Excerpts from a dataset:

"""

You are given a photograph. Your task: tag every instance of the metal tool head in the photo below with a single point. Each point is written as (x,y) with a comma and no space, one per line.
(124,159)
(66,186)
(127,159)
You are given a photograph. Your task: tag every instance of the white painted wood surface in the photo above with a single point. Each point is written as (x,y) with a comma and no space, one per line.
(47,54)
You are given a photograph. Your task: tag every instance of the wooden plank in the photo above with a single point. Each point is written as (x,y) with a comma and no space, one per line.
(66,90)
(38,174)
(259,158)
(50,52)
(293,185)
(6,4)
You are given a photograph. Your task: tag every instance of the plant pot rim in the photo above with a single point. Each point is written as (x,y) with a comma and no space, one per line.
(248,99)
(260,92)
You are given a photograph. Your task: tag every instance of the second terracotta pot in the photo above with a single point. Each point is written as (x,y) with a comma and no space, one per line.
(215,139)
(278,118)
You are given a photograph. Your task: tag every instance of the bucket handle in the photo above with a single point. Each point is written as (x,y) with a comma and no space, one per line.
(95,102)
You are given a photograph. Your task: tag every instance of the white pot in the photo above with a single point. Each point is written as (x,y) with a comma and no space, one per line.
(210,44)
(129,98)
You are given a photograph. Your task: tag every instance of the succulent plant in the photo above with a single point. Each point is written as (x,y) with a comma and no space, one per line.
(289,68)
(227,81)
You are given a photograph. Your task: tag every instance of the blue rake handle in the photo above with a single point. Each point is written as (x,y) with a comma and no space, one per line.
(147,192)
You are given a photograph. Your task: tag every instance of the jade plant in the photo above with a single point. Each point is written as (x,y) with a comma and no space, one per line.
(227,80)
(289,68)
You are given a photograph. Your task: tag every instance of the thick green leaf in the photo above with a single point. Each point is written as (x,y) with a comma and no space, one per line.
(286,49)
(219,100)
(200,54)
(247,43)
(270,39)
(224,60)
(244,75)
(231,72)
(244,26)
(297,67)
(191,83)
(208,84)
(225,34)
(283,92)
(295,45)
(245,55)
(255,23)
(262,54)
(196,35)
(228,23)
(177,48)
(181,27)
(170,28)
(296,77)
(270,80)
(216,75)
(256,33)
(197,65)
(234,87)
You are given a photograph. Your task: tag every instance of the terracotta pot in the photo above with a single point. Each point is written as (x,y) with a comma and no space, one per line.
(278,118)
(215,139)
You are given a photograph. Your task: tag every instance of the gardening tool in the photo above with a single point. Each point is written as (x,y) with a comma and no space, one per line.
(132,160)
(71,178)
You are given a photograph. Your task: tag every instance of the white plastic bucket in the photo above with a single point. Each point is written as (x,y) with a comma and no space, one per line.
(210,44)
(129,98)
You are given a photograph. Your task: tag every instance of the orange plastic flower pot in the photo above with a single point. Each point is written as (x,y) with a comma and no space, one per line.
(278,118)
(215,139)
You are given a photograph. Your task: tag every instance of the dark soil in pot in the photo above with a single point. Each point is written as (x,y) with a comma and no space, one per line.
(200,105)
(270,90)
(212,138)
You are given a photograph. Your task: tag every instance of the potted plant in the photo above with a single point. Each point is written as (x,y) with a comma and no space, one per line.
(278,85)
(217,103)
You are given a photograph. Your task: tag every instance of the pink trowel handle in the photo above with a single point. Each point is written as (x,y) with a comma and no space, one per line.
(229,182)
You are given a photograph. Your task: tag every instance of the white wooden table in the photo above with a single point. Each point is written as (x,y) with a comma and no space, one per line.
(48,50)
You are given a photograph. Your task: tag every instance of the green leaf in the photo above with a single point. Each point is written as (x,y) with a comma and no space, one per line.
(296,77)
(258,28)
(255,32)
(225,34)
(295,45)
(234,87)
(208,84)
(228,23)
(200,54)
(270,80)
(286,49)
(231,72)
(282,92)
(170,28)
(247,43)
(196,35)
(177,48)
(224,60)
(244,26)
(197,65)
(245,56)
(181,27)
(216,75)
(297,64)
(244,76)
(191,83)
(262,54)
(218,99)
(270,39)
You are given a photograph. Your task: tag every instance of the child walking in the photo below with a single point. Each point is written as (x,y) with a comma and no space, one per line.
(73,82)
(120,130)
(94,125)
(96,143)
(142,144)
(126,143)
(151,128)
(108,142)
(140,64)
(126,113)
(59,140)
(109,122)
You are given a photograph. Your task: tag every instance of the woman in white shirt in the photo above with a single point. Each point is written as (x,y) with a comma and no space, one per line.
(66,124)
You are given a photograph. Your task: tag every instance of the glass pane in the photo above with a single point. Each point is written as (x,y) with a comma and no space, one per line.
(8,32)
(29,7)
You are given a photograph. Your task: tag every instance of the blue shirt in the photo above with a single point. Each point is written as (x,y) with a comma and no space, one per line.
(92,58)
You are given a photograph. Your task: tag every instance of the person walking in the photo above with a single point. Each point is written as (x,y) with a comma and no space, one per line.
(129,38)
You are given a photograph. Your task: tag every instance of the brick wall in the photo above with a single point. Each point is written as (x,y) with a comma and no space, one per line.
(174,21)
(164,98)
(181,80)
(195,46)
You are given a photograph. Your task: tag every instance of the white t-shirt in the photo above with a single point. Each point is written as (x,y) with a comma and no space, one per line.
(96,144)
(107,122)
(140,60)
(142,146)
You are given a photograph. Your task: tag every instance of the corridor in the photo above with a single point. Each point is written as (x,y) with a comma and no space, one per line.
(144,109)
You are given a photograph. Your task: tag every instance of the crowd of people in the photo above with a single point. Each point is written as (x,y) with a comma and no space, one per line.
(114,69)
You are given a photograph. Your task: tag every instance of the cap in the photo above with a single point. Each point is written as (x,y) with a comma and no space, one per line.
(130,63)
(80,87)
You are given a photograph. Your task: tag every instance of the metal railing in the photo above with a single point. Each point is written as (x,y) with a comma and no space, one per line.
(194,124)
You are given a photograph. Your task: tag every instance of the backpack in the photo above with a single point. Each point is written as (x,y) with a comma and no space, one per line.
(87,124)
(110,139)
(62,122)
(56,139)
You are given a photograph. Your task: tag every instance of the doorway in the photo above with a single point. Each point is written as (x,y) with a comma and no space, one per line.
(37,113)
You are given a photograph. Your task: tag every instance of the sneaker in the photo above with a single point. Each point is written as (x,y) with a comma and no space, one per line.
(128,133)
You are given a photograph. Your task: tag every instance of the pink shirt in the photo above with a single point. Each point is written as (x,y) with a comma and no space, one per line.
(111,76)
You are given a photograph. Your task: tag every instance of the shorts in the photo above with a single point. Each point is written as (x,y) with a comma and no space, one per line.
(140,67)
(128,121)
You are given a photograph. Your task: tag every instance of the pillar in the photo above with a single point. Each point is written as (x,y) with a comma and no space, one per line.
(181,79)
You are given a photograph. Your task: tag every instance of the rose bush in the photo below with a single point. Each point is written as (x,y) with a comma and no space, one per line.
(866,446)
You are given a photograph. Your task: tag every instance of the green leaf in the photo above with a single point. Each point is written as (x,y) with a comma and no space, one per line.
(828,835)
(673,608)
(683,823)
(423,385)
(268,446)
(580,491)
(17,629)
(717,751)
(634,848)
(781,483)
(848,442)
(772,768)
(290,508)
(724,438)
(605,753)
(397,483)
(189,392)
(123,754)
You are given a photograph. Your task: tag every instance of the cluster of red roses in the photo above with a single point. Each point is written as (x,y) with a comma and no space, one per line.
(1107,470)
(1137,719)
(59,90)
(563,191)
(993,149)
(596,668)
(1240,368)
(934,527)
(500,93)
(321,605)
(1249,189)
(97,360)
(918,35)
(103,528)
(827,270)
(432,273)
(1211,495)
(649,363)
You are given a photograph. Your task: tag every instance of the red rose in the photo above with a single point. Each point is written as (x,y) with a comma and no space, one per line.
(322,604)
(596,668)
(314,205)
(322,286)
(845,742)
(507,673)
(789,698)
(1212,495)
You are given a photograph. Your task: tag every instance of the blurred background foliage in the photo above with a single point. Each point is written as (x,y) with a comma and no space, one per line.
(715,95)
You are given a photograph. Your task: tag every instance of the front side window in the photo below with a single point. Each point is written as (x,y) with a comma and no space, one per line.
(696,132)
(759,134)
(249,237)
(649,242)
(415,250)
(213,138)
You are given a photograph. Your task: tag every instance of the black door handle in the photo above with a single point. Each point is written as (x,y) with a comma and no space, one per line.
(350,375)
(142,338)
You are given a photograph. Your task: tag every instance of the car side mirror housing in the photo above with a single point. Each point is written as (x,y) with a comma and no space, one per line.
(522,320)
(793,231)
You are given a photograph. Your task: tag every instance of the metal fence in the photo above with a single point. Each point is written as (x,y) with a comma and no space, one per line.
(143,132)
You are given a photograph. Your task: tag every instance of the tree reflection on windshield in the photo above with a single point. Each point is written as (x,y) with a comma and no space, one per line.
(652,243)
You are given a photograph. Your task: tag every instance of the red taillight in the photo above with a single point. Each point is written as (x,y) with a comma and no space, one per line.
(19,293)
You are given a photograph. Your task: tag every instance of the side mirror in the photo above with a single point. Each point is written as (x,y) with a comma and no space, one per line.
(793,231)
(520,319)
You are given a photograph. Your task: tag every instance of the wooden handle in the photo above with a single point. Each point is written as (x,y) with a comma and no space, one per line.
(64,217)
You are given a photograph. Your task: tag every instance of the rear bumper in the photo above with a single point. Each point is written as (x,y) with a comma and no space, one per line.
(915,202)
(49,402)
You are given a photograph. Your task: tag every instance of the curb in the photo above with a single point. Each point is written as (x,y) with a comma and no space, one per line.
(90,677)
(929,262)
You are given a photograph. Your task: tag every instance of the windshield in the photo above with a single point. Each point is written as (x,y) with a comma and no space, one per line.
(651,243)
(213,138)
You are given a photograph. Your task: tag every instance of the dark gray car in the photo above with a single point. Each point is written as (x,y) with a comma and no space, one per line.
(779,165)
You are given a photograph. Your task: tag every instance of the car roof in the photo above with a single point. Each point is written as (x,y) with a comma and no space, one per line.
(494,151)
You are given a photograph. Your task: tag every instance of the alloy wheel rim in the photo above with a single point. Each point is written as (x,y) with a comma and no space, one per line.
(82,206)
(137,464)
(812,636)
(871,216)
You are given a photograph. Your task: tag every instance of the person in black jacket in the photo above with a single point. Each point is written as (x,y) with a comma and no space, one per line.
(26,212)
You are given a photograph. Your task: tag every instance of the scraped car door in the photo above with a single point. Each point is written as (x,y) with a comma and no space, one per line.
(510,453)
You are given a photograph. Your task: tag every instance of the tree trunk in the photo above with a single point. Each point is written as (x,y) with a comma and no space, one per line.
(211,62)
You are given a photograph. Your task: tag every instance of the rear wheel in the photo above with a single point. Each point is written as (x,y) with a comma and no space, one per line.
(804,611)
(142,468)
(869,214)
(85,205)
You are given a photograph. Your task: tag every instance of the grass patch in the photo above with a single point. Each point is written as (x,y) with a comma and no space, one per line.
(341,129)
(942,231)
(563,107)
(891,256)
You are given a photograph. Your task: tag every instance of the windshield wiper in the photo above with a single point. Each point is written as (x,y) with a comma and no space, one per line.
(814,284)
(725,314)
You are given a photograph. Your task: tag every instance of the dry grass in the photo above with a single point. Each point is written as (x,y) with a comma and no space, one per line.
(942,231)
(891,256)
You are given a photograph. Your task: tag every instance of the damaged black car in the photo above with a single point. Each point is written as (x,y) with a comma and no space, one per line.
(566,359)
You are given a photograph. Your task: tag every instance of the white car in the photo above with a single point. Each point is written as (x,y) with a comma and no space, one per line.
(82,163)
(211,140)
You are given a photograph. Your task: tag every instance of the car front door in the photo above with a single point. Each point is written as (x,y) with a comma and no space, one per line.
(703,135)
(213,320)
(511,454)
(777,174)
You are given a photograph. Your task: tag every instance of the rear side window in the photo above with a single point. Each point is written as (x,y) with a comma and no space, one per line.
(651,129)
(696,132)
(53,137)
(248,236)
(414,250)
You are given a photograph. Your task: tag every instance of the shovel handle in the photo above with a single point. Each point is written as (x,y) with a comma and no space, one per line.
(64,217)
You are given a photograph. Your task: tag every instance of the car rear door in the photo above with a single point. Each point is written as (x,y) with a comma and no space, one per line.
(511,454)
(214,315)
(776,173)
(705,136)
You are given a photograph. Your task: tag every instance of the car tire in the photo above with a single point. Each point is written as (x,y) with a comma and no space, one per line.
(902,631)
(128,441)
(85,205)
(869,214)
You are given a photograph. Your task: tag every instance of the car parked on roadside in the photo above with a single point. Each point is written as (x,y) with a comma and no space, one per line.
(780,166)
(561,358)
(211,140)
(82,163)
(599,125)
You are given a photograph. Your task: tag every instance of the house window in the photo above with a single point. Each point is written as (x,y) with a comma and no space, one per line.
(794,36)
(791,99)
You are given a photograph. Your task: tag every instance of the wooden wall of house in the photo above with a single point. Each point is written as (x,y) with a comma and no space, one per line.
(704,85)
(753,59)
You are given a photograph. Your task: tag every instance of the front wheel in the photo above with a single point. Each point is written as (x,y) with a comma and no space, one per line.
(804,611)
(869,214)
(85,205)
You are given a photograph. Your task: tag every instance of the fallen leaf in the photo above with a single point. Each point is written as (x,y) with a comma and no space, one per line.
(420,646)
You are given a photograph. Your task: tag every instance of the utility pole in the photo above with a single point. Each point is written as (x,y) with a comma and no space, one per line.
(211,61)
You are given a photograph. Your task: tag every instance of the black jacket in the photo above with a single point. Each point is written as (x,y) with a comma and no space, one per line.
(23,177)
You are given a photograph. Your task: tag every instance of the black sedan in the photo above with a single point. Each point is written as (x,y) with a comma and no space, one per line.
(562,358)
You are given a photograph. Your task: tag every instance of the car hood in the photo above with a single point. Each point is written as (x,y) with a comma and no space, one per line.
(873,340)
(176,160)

"""

▸ WHAT YOU WILL DO
With the line that contains "the front wheel" as the first and the final line of the data as the last, repeat every line in that span exactly.

▸ EXERCISE RESULT
You are given a photograph. Your task: tag every instance of the front wheel in the photo above with a single point. Each point is written as (x,y) with a comma and no space, one per line.
(804,611)
(869,214)
(85,205)
You are given a photograph. Your task: tag every instance of the fallen leaf in the photo above with a single point. Each point is written as (x,y) with a comma and no space, one per line.
(420,646)
You are given a photograph. Your task: tag every instance of the utility pole in the photo above with a single point. Each point is written as (x,y) with a comma and no space, one per line.
(211,61)
You are given a photograph. Your task: tag every instance of the black jacket in the photo above with a single point. Each point is written as (x,y) with a comma and no space, one per line.
(23,177)
You are given a photograph. Your task: tag every instance of the black sedan in the photo above with a single point. Each point is written as (x,y) with a comma and no space, one per line.
(562,358)
You are given a photograph. Your task: tag every instance of the car hood in the photo above with a single point. Each point is written as (x,y) with a comma and no space, one per line.
(873,340)
(176,160)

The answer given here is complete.